• [TASK MATERIAL]
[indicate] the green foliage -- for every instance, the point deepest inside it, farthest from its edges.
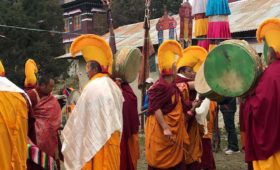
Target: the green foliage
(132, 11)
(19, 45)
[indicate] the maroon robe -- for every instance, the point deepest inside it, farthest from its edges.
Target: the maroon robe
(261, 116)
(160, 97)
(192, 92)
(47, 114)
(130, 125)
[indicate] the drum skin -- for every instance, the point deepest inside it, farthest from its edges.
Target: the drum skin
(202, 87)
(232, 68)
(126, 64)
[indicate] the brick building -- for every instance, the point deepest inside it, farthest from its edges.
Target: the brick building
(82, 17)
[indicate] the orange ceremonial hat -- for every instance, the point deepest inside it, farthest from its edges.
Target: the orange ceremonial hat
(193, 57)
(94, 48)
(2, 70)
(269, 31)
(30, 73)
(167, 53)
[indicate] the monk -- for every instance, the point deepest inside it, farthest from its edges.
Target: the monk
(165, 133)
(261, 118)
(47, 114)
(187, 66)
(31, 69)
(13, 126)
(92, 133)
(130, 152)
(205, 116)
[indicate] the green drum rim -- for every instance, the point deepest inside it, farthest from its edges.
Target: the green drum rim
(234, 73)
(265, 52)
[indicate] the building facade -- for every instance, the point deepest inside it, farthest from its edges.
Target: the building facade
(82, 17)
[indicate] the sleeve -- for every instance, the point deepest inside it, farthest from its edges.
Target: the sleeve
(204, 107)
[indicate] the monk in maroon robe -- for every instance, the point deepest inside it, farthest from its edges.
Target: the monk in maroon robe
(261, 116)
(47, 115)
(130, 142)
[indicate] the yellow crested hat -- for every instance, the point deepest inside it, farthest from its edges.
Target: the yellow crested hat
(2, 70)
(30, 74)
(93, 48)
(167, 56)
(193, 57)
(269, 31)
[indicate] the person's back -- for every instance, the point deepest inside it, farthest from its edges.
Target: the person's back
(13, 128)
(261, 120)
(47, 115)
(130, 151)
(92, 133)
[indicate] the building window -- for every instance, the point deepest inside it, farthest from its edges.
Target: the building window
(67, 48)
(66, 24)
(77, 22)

• [WHAT TO WORK ON]
Restate word for word the lines of the data above, starting at the line containing "[indicate] the drum" and ending at the line containing "[indicate] the orange", both included, and nothing more.

• [SOLUTION FOR THIS PROBLEM]
[indicate] the drum skin -- for every instance, the point deepest inside it, farthest from its edges.
Target: the drum skin
(202, 87)
(232, 68)
(126, 64)
[indicate] the brick building -- for every instance, the point deepest inside it, farthest from its edges.
Target: the brick building
(82, 17)
[indicate] the orange ceremonial hat -- for every instance, the point deepest inside it, farthest from its edges.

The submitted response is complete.